EXERCISE REQUIREMENTS -
Write out all of the data without omission, exactly as shown.

INFORMATION SHOWN -
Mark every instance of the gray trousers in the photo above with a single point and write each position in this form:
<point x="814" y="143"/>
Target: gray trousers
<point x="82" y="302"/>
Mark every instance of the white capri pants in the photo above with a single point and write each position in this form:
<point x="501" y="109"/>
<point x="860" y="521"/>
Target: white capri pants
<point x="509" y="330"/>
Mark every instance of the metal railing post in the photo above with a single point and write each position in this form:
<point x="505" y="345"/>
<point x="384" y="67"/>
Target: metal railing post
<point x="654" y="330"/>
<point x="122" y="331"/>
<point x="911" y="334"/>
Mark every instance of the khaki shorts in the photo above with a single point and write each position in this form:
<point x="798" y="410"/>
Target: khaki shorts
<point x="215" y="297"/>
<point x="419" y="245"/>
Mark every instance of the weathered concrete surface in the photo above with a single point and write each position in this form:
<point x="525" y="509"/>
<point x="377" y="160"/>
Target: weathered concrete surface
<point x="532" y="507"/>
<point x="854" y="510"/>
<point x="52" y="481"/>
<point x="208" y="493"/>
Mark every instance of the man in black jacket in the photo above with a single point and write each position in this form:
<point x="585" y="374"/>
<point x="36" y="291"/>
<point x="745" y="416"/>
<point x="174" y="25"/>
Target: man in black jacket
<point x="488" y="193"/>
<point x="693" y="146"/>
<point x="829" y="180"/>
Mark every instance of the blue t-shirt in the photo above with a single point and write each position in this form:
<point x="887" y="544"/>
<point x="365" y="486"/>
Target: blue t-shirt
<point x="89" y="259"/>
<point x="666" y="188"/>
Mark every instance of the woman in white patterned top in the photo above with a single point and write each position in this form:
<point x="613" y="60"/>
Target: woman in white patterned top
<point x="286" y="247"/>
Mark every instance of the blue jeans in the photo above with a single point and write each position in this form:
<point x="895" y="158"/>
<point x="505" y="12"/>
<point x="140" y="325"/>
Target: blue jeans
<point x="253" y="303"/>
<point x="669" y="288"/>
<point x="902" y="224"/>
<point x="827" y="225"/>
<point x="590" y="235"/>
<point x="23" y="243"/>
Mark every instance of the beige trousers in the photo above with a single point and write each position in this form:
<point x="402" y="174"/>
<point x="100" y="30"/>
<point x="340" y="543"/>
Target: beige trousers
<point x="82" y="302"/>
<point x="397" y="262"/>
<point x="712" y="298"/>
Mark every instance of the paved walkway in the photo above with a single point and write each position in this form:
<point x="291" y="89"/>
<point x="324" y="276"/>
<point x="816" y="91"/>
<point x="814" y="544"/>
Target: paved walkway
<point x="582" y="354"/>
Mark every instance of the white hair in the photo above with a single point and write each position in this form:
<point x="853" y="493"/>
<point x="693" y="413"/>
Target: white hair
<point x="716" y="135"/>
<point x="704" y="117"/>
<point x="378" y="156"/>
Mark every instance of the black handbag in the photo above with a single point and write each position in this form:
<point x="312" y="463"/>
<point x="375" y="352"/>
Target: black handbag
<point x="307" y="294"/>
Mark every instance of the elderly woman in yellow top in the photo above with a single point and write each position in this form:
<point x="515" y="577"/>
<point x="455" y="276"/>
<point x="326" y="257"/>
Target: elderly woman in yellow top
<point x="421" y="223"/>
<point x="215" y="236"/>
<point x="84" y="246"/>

SOLUTION TO THE EXERCISE -
Mark every instance of the gray trousers in the photo above with a single point and write each position in this form:
<point x="814" y="143"/>
Target: gray trousers
<point x="82" y="302"/>
Mark every instance of the white capri pants in the photo above with a single point and write each position in this form:
<point x="501" y="109"/>
<point x="860" y="521"/>
Target: white capri pants
<point x="509" y="330"/>
Mark every instance of the metal railing post in the photo above with a single point and write each position in this form:
<point x="505" y="345"/>
<point x="384" y="67"/>
Target: metal railing post
<point x="654" y="330"/>
<point x="122" y="331"/>
<point x="911" y="334"/>
Mark every instance of the khaki shorts in the photo above with a single point and write each position in this form:
<point x="798" y="410"/>
Target: khaki shorts
<point x="215" y="297"/>
<point x="419" y="245"/>
Mark every instance of the weathered concrete surface in the photo above with a single point and write each position in this form:
<point x="525" y="509"/>
<point x="377" y="160"/>
Target: weathered concrete surface
<point x="532" y="507"/>
<point x="854" y="510"/>
<point x="52" y="481"/>
<point x="208" y="493"/>
Mark every instance of the man in black jacket in the photo above with a single point and write each position in this form:
<point x="585" y="374"/>
<point x="36" y="291"/>
<point x="745" y="416"/>
<point x="174" y="25"/>
Target: man in black jacket
<point x="488" y="193"/>
<point x="693" y="146"/>
<point x="829" y="180"/>
Mark every instance of the blue t-shirt in the photo above with a single point and write each position in this form:
<point x="887" y="544"/>
<point x="365" y="486"/>
Target: blue t-shirt
<point x="89" y="259"/>
<point x="666" y="188"/>
Mark every instance of the woman in white patterned top in the photo above with a single point and write each position in this form:
<point x="613" y="60"/>
Target: woman in white patterned top
<point x="286" y="247"/>
Mark every instance of the blue jeans in the photo above with a single point and write each position in this form:
<point x="895" y="158"/>
<point x="505" y="12"/>
<point x="140" y="325"/>
Target: blue jeans
<point x="253" y="303"/>
<point x="669" y="288"/>
<point x="902" y="224"/>
<point x="827" y="225"/>
<point x="590" y="235"/>
<point x="23" y="243"/>
Mark every instance of the beige trousers in the photo above with a single point and write each position in this form:
<point x="402" y="174"/>
<point x="100" y="30"/>
<point x="340" y="543"/>
Target: beige trousers
<point x="82" y="302"/>
<point x="397" y="262"/>
<point x="712" y="298"/>
Mark every instance of the paved walkway in the photo above with a single point and write each position in this form:
<point x="291" y="89"/>
<point x="324" y="276"/>
<point x="816" y="91"/>
<point x="814" y="544"/>
Target: paved walkway
<point x="582" y="354"/>
Mark every instance of the white hair in the photo above with a single point and write each position in this form:
<point x="853" y="493"/>
<point x="693" y="413"/>
Target: white hair
<point x="716" y="135"/>
<point x="704" y="117"/>
<point x="378" y="156"/>
Mark every instance of the black handbag in the photo above with a single point and write each position in this form:
<point x="312" y="463"/>
<point x="375" y="352"/>
Target: black handbag
<point x="307" y="294"/>
Mark every instance of the elderly woman in yellow top in the photo above with a single point and write each position in this form:
<point x="515" y="577"/>
<point x="455" y="276"/>
<point x="326" y="257"/>
Target: elderly woman in yellow top
<point x="421" y="223"/>
<point x="215" y="236"/>
<point x="84" y="246"/>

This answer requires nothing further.